(Saved entries)
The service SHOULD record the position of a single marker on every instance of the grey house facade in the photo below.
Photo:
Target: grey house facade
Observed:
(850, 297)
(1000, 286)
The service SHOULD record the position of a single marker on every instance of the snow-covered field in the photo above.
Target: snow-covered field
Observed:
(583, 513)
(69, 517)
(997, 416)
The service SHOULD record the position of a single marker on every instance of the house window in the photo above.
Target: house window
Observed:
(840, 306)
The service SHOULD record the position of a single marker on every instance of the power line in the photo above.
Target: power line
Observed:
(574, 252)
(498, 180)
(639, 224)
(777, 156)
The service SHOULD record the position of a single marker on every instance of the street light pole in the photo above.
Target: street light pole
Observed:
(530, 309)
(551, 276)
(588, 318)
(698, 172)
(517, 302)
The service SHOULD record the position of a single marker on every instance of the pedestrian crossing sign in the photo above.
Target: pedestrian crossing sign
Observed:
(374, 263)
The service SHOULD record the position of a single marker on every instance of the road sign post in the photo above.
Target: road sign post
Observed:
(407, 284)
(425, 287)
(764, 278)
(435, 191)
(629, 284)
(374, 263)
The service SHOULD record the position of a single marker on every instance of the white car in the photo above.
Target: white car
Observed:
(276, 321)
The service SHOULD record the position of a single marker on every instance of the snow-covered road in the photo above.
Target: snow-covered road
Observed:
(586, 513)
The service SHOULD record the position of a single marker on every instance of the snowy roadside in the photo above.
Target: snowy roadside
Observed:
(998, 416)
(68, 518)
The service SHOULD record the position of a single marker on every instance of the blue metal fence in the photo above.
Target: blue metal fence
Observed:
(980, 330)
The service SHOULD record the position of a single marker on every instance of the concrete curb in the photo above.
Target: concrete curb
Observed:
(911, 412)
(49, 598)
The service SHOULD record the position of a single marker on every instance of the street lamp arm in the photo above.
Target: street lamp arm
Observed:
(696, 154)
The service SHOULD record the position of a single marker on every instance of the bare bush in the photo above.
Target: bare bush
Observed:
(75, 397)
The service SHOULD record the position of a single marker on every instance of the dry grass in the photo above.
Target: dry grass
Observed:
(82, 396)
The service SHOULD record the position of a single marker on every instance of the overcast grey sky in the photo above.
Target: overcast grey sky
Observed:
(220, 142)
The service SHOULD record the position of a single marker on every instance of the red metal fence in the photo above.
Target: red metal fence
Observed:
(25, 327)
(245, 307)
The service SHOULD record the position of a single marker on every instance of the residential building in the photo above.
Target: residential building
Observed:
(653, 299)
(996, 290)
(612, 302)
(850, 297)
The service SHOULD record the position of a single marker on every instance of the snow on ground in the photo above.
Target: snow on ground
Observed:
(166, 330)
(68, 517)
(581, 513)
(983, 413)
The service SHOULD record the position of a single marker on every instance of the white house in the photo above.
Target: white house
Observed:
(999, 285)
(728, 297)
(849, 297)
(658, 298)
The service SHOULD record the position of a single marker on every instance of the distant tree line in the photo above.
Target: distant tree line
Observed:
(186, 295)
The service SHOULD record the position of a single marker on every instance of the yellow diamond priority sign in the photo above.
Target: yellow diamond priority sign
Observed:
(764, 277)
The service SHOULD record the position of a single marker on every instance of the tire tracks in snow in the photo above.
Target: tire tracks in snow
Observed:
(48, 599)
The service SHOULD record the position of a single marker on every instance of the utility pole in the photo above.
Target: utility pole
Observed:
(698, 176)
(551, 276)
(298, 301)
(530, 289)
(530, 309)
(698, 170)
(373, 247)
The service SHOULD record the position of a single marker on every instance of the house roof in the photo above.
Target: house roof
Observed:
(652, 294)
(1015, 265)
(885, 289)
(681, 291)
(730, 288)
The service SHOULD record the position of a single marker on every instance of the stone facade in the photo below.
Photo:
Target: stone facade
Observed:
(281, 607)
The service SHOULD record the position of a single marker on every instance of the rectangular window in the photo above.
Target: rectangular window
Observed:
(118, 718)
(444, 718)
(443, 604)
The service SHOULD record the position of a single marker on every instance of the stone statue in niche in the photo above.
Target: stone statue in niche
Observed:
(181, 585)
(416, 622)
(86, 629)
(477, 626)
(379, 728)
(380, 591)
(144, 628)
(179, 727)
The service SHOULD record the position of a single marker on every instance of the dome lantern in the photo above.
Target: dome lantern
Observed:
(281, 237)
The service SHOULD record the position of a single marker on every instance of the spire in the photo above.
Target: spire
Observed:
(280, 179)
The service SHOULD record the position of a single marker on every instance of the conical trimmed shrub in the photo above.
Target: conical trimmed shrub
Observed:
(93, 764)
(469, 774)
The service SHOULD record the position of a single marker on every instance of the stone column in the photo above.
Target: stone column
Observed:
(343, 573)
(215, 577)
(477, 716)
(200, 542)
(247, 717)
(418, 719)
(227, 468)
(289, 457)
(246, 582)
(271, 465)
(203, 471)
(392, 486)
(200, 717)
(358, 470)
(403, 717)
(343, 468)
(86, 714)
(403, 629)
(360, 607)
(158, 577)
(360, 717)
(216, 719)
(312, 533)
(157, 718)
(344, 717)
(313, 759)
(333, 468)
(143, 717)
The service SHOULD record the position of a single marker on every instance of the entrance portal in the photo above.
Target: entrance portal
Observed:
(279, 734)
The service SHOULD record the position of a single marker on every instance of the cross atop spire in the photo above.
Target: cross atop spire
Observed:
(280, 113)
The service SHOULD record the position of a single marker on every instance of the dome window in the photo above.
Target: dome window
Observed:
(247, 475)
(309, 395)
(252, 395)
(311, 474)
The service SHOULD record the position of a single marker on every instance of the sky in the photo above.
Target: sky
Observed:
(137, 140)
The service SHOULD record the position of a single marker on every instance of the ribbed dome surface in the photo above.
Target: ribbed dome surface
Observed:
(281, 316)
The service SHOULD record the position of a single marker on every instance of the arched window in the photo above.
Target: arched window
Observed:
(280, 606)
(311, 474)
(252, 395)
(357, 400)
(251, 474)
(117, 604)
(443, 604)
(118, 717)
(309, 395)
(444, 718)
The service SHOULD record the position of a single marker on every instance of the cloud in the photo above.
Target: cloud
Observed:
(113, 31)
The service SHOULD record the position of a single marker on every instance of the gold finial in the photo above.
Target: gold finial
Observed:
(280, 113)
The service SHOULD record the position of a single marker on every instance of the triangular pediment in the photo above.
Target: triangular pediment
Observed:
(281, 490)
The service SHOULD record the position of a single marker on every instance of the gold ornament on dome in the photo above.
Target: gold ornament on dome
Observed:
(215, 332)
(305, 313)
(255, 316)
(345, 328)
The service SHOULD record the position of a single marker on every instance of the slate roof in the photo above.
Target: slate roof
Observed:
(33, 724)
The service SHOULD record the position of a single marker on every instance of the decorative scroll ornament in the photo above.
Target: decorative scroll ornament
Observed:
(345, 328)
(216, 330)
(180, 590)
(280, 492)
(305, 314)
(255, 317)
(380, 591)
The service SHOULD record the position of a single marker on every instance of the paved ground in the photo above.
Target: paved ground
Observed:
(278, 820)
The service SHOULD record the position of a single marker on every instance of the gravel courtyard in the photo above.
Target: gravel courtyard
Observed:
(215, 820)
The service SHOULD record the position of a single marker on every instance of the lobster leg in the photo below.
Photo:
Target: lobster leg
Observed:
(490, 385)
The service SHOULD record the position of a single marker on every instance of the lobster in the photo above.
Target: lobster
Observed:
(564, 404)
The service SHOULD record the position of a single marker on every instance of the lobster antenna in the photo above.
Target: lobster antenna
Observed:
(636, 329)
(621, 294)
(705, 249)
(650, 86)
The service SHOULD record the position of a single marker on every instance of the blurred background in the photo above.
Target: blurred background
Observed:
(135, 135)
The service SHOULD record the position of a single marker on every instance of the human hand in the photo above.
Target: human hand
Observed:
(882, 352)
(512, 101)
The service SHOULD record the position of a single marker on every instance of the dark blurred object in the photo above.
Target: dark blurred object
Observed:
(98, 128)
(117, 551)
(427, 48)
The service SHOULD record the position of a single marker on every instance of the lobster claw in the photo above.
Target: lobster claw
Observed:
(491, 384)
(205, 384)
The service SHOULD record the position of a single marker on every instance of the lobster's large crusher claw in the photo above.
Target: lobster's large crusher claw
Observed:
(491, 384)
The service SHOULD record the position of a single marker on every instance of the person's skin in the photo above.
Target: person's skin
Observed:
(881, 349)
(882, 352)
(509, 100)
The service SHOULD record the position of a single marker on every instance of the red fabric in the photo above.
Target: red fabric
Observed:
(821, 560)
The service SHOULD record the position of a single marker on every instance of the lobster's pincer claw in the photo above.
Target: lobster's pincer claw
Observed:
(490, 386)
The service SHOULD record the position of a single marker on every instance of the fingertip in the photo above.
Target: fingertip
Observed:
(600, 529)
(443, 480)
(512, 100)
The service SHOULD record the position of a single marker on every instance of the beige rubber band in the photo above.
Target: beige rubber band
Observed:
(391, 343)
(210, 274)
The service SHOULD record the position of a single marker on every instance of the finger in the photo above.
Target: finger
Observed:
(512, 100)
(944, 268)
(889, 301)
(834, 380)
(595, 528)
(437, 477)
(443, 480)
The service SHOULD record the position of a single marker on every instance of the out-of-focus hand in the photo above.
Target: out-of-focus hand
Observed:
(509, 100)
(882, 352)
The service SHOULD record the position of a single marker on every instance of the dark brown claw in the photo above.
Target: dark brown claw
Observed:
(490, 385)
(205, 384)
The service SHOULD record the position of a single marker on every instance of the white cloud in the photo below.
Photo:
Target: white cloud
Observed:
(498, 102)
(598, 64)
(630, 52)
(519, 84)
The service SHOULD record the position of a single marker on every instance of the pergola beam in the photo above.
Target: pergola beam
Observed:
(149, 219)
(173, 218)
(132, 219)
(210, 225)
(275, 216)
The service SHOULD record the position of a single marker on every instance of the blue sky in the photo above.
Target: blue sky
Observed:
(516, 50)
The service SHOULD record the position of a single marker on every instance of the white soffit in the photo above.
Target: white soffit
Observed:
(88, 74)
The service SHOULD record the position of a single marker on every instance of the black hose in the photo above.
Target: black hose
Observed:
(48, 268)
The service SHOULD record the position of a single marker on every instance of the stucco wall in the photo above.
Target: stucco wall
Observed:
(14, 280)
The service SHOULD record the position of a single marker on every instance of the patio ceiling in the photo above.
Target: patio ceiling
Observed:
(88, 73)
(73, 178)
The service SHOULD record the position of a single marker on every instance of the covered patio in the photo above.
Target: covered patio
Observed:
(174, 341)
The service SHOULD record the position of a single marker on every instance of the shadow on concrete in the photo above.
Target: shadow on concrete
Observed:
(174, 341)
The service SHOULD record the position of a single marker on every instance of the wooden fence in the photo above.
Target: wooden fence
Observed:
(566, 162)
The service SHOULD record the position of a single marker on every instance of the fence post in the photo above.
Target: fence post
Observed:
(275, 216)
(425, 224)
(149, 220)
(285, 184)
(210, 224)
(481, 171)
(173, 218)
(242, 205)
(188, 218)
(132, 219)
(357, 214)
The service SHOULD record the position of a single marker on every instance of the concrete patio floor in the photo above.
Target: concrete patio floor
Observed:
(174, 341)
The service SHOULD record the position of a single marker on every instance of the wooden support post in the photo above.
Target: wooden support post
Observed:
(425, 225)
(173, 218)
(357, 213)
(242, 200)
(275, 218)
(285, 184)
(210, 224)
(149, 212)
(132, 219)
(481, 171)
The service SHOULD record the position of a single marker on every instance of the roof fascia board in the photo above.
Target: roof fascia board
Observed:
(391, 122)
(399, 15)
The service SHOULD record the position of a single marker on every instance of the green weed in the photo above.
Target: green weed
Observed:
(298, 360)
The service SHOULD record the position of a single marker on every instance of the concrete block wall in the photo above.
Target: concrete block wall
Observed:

# Problem description
Every line above that holds the string "roadside" should be returned.

# Answer to this exercise
The service SHOULD record the position of a single marker on every instance of the snowy roadside in the photo above.
Target: snowy roadside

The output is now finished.